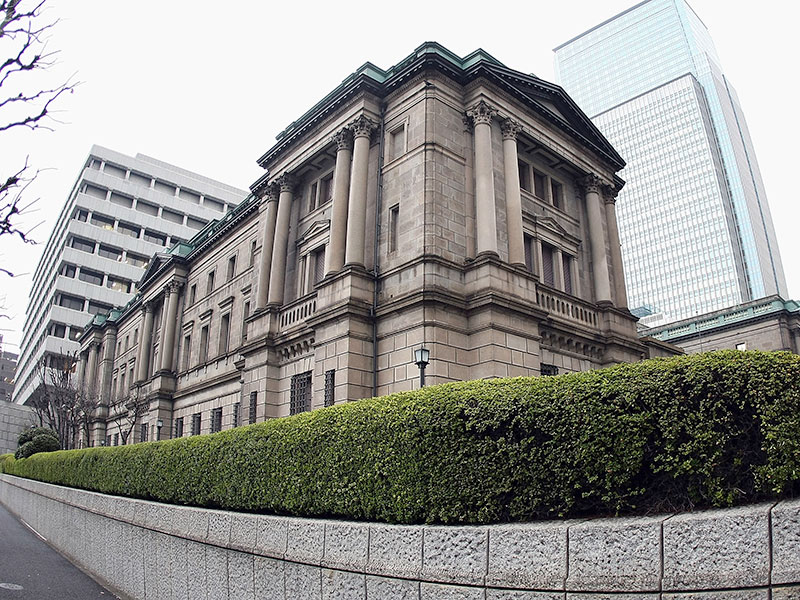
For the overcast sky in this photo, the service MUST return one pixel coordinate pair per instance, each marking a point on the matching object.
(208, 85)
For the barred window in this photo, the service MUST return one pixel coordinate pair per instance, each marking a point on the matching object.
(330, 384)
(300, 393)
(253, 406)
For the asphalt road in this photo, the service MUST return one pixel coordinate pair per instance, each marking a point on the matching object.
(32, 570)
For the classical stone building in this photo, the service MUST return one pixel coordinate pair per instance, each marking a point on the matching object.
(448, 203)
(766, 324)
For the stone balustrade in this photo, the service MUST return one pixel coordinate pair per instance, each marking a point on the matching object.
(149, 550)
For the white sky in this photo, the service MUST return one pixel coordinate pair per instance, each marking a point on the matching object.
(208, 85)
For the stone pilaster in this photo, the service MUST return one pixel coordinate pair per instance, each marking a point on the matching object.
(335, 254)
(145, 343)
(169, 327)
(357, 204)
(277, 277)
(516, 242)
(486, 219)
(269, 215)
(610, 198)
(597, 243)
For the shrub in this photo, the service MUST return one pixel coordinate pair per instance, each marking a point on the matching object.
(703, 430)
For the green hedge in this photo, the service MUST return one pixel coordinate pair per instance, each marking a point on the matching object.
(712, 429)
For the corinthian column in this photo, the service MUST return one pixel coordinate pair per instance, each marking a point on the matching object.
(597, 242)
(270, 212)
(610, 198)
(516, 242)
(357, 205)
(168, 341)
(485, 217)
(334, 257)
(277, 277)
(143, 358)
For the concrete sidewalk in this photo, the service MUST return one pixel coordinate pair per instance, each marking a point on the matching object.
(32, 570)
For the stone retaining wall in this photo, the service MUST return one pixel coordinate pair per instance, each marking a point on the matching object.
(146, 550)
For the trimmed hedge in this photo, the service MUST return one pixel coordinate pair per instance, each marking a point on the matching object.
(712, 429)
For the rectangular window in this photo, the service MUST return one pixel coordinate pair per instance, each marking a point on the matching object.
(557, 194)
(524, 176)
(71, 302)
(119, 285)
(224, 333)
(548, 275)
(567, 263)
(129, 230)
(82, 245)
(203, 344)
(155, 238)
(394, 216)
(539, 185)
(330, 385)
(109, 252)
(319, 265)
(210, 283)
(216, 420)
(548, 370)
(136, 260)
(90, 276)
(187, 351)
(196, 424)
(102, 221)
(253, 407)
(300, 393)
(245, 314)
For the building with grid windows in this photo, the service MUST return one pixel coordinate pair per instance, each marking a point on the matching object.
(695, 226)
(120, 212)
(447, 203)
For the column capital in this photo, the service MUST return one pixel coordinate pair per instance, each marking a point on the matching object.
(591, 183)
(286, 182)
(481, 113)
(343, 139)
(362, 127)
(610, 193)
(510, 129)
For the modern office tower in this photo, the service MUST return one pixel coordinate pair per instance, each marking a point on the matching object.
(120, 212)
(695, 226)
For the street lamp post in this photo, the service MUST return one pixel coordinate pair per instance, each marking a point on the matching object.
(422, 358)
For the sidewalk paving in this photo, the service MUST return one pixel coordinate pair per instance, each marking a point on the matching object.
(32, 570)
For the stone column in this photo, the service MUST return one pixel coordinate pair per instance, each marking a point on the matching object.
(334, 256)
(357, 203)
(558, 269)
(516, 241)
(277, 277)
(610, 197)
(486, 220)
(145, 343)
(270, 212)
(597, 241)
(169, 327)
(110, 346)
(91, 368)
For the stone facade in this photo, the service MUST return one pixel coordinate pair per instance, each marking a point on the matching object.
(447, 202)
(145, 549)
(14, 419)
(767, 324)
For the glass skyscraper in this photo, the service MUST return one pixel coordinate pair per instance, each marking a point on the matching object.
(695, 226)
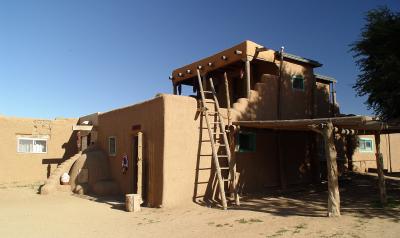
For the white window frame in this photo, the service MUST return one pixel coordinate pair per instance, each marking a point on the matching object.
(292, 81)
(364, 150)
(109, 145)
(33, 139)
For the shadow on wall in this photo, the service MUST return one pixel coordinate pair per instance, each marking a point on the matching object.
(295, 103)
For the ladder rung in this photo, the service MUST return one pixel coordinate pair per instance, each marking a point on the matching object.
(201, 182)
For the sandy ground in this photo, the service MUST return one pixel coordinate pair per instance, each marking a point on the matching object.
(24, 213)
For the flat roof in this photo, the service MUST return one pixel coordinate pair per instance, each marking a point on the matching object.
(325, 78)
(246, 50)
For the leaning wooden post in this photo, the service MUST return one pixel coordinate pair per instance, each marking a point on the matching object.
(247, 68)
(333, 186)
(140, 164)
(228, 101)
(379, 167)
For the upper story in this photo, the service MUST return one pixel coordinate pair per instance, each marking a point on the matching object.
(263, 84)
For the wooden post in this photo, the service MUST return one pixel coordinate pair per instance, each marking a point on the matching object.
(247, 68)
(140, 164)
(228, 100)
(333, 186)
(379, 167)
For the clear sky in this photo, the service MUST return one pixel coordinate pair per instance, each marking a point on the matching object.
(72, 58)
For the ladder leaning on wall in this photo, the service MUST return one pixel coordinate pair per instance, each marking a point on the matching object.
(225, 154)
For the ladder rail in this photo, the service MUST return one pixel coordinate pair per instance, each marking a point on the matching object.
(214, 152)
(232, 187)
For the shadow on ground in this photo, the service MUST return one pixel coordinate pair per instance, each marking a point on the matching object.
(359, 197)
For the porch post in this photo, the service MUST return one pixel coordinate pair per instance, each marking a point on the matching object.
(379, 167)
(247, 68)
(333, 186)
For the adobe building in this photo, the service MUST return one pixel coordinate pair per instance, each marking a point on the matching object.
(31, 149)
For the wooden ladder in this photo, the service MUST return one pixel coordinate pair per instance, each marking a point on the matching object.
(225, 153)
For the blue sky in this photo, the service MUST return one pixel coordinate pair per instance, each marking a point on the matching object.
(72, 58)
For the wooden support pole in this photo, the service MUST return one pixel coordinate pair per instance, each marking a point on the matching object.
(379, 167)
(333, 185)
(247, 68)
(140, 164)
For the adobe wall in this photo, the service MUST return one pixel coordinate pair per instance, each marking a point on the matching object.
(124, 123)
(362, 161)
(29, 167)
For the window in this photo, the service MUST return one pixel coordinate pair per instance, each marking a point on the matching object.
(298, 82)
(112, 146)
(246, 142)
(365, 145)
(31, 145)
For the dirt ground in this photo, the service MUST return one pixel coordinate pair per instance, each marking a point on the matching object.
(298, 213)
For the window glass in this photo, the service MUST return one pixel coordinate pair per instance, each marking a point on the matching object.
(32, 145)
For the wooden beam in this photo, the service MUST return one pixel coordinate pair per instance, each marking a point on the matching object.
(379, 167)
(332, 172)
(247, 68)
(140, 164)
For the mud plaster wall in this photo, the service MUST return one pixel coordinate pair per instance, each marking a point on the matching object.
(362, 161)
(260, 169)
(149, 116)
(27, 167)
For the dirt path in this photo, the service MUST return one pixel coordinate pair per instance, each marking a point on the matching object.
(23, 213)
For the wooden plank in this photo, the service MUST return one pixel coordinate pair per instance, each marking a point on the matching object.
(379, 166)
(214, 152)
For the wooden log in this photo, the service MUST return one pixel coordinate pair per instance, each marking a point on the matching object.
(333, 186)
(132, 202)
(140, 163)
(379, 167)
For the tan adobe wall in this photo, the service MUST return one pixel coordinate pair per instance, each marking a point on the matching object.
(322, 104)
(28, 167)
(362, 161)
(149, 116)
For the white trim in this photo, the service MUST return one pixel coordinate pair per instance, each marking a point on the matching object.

####

Instructions to follow
Could you set down the records above exactly, skipping any picture?

Finished exercise
For the overcast sky in this photo, the service MUST return one pixel coordinate pair per instance, each marking a point on the matching object.
(208, 85)
For the barred window in this photo, the service MUST return one pixel coordinate pair per instance, each marking a point on the matching object.
(330, 384)
(300, 393)
(253, 406)
For the asphalt road in this photo, the service MUST return one pixel coordinate pair per instance, each marking a point on the matching object.
(32, 570)
For the classical stone building in this photo, the service MUST return one pixel coordinate pair per instance, each marking a point on the matching object.
(448, 203)
(766, 324)
For the stone balustrade in this photo, the service MUST return one pixel coordinate pair per instance, each marking a point on the matching object.
(149, 550)
For the white sky in this photo, the service MUST return one pixel coordinate pair per instance, each marking a point on the matching object.
(208, 85)
For the stone pilaster in this photo, the service MUST return one pixel coordinate pair per instance, each marking a point on the matching object.
(335, 254)
(145, 343)
(169, 327)
(357, 204)
(277, 277)
(516, 242)
(486, 219)
(269, 215)
(610, 198)
(597, 243)
For the shrub in this photo, the service MUST return one pixel coordinate pair per instance, each marking a point on the matching object.
(703, 430)
For the green hedge in this photo, the service MUST return one pixel coordinate pair per instance, each marking a point on the matching object.
(712, 429)
For the corinthian column in this photo, the service MUST return one pixel coordinate pair per instance, each marking a point on the matching object.
(597, 242)
(270, 212)
(610, 198)
(516, 242)
(357, 205)
(168, 341)
(485, 217)
(334, 257)
(277, 277)
(143, 358)
For the concrete sidewalk in this photo, the service MUST return one pixel coordinate pair per instance, each marking a point on the matching object.
(32, 570)
For the stone retaining wall in this photo, the service MUST return one pixel coordinate pair per instance, each marking a point on the matching object.
(146, 550)
For the trimmed hedge in this photo, the service MUST return one pixel coordinate pair per instance, each marking a point on the matching object.
(712, 429)
For the rectangular window in this photo, the service MUST return one pixel coordinate pair per instance, each marking a point on the matching object.
(557, 194)
(524, 176)
(71, 302)
(119, 285)
(224, 333)
(548, 275)
(567, 263)
(129, 230)
(82, 245)
(203, 344)
(155, 238)
(394, 216)
(539, 185)
(330, 385)
(109, 252)
(319, 265)
(210, 283)
(216, 420)
(548, 370)
(136, 260)
(90, 276)
(187, 351)
(196, 424)
(102, 221)
(253, 407)
(300, 393)
(245, 314)
For the building with grid windows in this photo, the service MUST return one pixel coordinate pair per instance, each marking a point on the matching object.
(695, 226)
(120, 212)
(447, 203)
For the column capital in this photo, the service MUST return one pixel coordinate pair per instance, each marking a point on the matching object.
(591, 183)
(286, 182)
(481, 113)
(343, 139)
(362, 127)
(610, 193)
(510, 129)
For the modern office tower in this photo, the service MUST return one pixel coordinate pair per instance, each marking a point on the matching object.
(120, 212)
(695, 226)
For the street lamp post in this photo, the service MUST return one pixel coordinate pair per instance, each marking a point on the matching object.
(422, 358)
For the sidewalk paving in this photo, the service MUST return one pixel coordinate pair per instance, each marking a point on the matching object.
(32, 570)
For the stone column in this photo, the service MUST return one pixel coordinate pair per instance, each marking a point on the matching object.
(334, 256)
(357, 203)
(558, 269)
(516, 241)
(277, 277)
(610, 197)
(486, 220)
(145, 343)
(270, 212)
(597, 241)
(169, 327)
(110, 346)
(91, 368)
For the stone facade in this photo, the service MUST return one pixel coordinate pair per instance, each marking a point on the matching object.
(447, 202)
(145, 549)
(14, 419)
(767, 324)
For the glass skyscraper in this photo, the service MUST return one pixel coordinate pair per instance, each marking a point on the matching object.
(695, 226)
For the white window frame in this photo, the service MUST return one pixel coordinate pair per instance, each marking a point on the matching object.
(292, 81)
(364, 150)
(109, 145)
(33, 139)
For the shadow on wall in this photo, the service MUST return one pixel coordinate pair per instance, each marking a point on the matching object.
(295, 103)
For the ladder rung in this photo, the service MUST return one pixel coordinate pair per instance, each marking a point on the matching object.
(201, 182)
For the sandy ground in this photo, the service MUST return one pixel coordinate pair per instance, each marking a point on the matching object.
(24, 213)
For the flat roof in this photo, the service MUST return one pixel coordinate pair per instance, each marking a point on the matching object.
(325, 78)
(246, 50)
For the leaning wooden post in this photo, the service MUST return one pixel coordinate pair per instance, each marking a point on the matching object.
(247, 68)
(333, 186)
(140, 164)
(228, 101)
(379, 167)
For the upper story in this photo, the service MUST return one pixel coordinate pair per instance, each marking a point on the matching object.
(263, 84)
For the wooden post in this photo, the service MUST return one pixel coordinate pair per instance, each marking a point on the matching object.
(247, 68)
(140, 164)
(228, 100)
(333, 186)
(379, 167)
For the clear sky in this photo, the service MUST return one pixel coordinate pair per instance, each marking a point on the matching object.
(72, 58)
For the ladder leaning on wall in this photo, the service MUST return one pixel coordinate pair per instance, each marking a point on the matching object.
(225, 154)
For the ladder rail in this photo, the service MUST return one pixel coordinate pair per instance, each marking a point on the matching object.
(214, 152)
(232, 187)
For the shadow on ground in this photo, the service MUST return one pixel coordinate pair per instance, each marking a point on the matching object.
(359, 197)
For the porch post in this photo, the service MUST return one pixel coordinate pair per instance, each marking a point on the matching object.
(379, 167)
(247, 68)
(333, 186)
For the adobe building in this photo, the service MUST return one pixel coordinate pair per instance, each marking a point on the matching object.
(31, 149)
For the wooden ladder in this photo, the service MUST return one pixel coordinate pair per instance, each marking a point on the matching object.
(225, 153)
For the blue sky in this photo, the service MUST return one pixel coordinate pair per instance, each marking a point on the matching object.
(72, 58)
For the wooden support pole in this photo, the service MUST return one pixel coordinate pair per instance, each marking a point on the matching object.
(379, 167)
(333, 185)
(247, 68)
(140, 164)
For the adobe wall in this photo, the service MUST return one pixel coordinate pair per instance, each marking a point on the matching object.
(124, 123)
(362, 161)
(29, 167)
For the window in this photo, the service MUST return one pixel coordinate pair per instance, each marking a point on the matching object.
(298, 82)
(112, 146)
(246, 142)
(365, 145)
(31, 145)
For the dirt ground in this photo, the service MUST return one pixel coordinate pair per instance, each marking a point on the matching object.
(298, 213)
For the window glass in this photo, the service MUST return one pixel coordinate pair per instance, each marking a point on the matching object.
(32, 145)
For the wooden beam in this photo, the service MUST return one pixel coordinate pair per instance, each marking a point on the matching object.
(379, 167)
(332, 172)
(247, 68)
(140, 164)
For the mud plaster wall in this photo, the service MUST return one pixel coordinate pair per instance, each marking a point on the matching object.
(362, 161)
(260, 169)
(149, 116)
(27, 167)
For the dirt path in this photo, the service MUST return one pixel coordinate pair per instance, each marking a point on the matching object.
(23, 213)
For the wooden plank in this photo, the service MUST return one pixel coordinate pair per instance, each marking a point on the matching object.
(379, 166)
(214, 152)
For the wooden log in this photo, the service MUST return one pixel coordinate pair per instance, each marking a point on the matching object.
(333, 186)
(132, 202)
(140, 163)
(379, 167)
For the tan adobe wall in this photo, the service MUST return one pixel coordinate pair per instance, each marking a point on the matching object.
(322, 104)
(28, 167)
(362, 161)
(149, 116)
For the white trim in this photo, the service MUST return one pixel coordinate pair per instance, each marking a point on the matching object.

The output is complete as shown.